Count the lines in the material below that contain the string "Target", matching case exactly, and give only the number.

_LISTED RECORDS:_
* * * * *
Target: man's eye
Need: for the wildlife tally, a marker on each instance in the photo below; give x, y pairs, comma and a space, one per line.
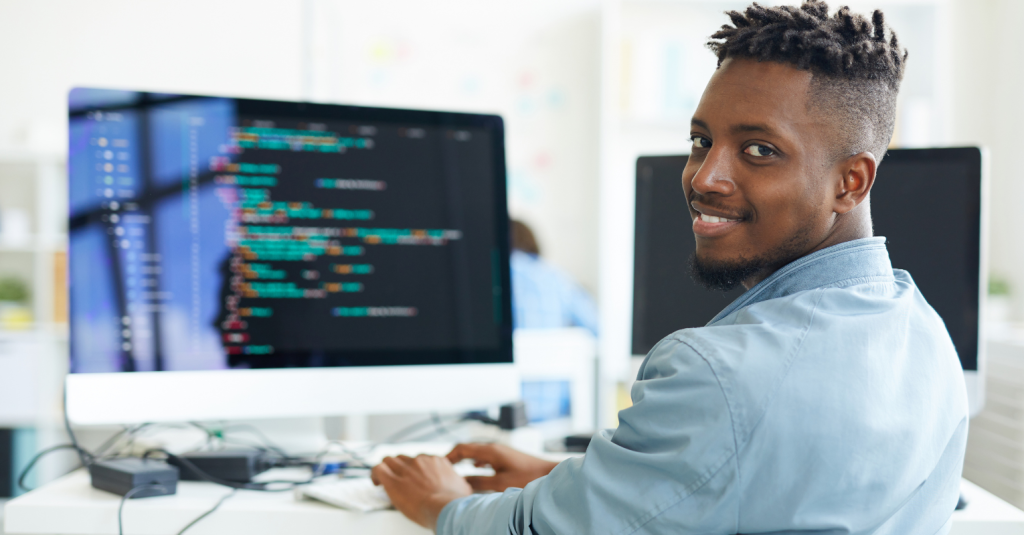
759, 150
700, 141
* * * * *
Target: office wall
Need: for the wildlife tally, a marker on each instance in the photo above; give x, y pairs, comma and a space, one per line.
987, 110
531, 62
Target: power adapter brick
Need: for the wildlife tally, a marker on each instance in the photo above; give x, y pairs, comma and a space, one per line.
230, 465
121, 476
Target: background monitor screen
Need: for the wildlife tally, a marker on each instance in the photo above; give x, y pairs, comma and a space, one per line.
* * * * *
_REPLY TO THE TASK:_ 4